### WRITTEN TASK:
Exactly reproduce each entry, leaving out nothing.
-- begin ROWS --
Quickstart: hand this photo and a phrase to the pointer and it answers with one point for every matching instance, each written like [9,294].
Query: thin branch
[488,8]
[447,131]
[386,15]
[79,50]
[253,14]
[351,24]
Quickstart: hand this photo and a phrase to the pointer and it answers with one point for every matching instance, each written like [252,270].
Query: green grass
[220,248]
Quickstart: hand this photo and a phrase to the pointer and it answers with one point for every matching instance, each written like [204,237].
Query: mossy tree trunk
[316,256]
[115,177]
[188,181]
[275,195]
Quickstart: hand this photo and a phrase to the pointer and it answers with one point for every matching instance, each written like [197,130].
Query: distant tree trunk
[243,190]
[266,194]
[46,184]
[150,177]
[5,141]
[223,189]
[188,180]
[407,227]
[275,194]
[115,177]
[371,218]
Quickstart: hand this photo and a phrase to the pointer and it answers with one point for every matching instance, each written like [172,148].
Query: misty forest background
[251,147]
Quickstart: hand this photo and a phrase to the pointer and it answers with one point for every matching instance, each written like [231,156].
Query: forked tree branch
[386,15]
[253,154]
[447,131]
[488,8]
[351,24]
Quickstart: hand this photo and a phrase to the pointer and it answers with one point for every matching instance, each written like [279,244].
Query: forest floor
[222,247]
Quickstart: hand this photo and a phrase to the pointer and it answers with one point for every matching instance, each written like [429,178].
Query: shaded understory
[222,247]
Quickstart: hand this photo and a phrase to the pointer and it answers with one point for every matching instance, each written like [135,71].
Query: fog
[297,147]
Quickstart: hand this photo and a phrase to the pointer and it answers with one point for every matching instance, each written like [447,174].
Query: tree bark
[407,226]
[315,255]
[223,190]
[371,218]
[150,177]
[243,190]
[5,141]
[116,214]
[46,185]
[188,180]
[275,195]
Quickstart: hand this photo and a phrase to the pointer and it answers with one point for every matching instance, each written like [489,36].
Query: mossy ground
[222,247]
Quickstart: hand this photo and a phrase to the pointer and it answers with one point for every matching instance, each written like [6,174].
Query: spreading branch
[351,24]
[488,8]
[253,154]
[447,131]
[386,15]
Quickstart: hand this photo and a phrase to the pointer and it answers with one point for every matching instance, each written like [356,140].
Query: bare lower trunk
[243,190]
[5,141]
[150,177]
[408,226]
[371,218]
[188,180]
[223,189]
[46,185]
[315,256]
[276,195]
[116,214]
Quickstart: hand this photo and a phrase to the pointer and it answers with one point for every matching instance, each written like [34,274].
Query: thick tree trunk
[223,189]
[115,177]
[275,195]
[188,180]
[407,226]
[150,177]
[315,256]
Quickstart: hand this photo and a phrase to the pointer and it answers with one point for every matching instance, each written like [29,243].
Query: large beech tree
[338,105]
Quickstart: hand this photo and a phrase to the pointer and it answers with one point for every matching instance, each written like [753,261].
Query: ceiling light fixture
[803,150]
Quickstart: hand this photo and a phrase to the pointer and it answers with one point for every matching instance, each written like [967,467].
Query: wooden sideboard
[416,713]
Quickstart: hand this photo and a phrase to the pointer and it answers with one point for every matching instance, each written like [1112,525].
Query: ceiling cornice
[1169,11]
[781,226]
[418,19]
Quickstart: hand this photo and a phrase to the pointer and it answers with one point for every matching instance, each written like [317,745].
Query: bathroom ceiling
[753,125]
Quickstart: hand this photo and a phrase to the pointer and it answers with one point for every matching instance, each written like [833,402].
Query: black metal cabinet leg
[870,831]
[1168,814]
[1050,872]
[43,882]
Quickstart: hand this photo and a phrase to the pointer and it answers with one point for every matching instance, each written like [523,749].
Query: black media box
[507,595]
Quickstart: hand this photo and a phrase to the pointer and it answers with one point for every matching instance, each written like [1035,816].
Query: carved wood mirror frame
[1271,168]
-- end ROWS --
### WRITTEN ANSWER:
Quickstart: hand this photo and a phrase to the pointer and it answers with one point for every matching instance, each written like [9,294].
Query: thin branch
[488,8]
[447,131]
[386,15]
[79,50]
[253,14]
[351,24]
Quickstart: hand this photo and a phrase to the pointer and it answers with one point for every matching instance, each written like [252,270].
Query: green grass
[220,248]
Quickstart: hand this photo and a phrase to the pointer and it answers with one point for every matching instance, each written like [204,237].
Query: mossy tree trunk
[316,256]
[115,177]
[188,181]
[275,195]
Quickstart: hand this photo and a phrase to the pointer and it answers with one point for every matching instance, each written like [197,130].
Query: distant tree trunk
[243,190]
[266,194]
[46,184]
[150,177]
[5,141]
[223,189]
[188,180]
[407,227]
[275,194]
[115,177]
[371,218]
Quickstart: hand this photo and a phrase to the pointer and it answers with one point for every matching instance, each written like [172,148].
Query: misty forest background
[251,147]
Quickstart: hand this photo and a phrase to the pointer and it answers with one point for every matching instance, each written like [231,156].
Query: forked tree branch
[386,15]
[253,154]
[447,131]
[488,8]
[351,24]
Quickstart: hand this photo and a phrase to the pointer and it answers with one point for every matching instance, each written like [279,244].
Query: forest floor
[222,247]
Quickstart: hand this photo and a phrase to the pointer and it answers with one point for every matching instance, each written like [429,178].
Query: shaded understory
[222,247]
Quickstart: hand this photo and a phrase to the pointer and it answers with one point for every matching instance, each written like [135,71].
Query: fog
[297,147]
Quickstart: hand this photo and a phrase to the pointer and it answers with one point for every matching instance, each written like [447,174].
Query: tree bark
[407,226]
[315,255]
[223,190]
[371,218]
[150,177]
[243,190]
[5,141]
[116,214]
[46,185]
[188,180]
[275,195]
Quickstart: hand this photo and a phrase to the pointer and it answers with one point for every matching instance, each written like [489,36].
Query: mossy ground
[222,247]
Quickstart: hand this photo and a phrase to the pointer and it answers with one point for every matching instance, each written like [6,174].
Query: spreading branch
[351,24]
[488,8]
[253,154]
[447,131]
[386,15]
Quickstart: hand this photo and a phrase to the pointer and it answers with one point for every matching instance, each written like [356,140].
Query: bare lower trunk
[243,190]
[5,141]
[150,177]
[408,226]
[371,218]
[188,180]
[223,189]
[46,185]
[315,256]
[276,195]
[116,214]
Quickstart: hand this photo and a phrase to the pointer and it answers with one point for every matching instance, each written like [34,274].
Query: thick tree trunk
[223,189]
[115,177]
[275,195]
[188,180]
[407,226]
[150,177]
[315,256]
Quickstart: hand this photo and a phrase to the pointer and it answers with one point for every matching instance, each written like [29,243].
Query: large beech tree
[338,105]
Quickstart: hand this photo and a phrase to the pointer and it answers with one point for every matching instance, each written like [753,261].
Query: ceiling light fixture
[803,150]
Quickstart: hand this photo and a phrase to the pointer and it answers with one point for every matching instance, each written like [967,467].
Query: wooden sideboard
[416,713]
Quickstart: hand this photo and a phrase to the pointer and it answers with one point for every matching instance, each written like [1112,525].
Query: ceiling cornice
[1169,11]
[781,226]
[418,19]
Quickstart: hand this photo and a phrase to the pointer and it answers with one point for every matching instance, each written like [317,745].
Query: bathroom ceiling
[753,125]
Quickstart: hand this photo and a phrase to the pointer and it answers with one point for every matching instance, each written like [833,402].
Query: black metal cabinet leg
[870,831]
[1168,814]
[1050,872]
[43,882]
Quickstart: hand this photo and a phrase to the pointer and it answers with one point for every matching instance, each written like [523,749].
Query: black media box
[507,595]
Quickstart: hand this photo and a phrase to the pointer and it answers with one point for every matching instance, each written like [1035,816].
Query: carved wood mirror frame
[1271,168]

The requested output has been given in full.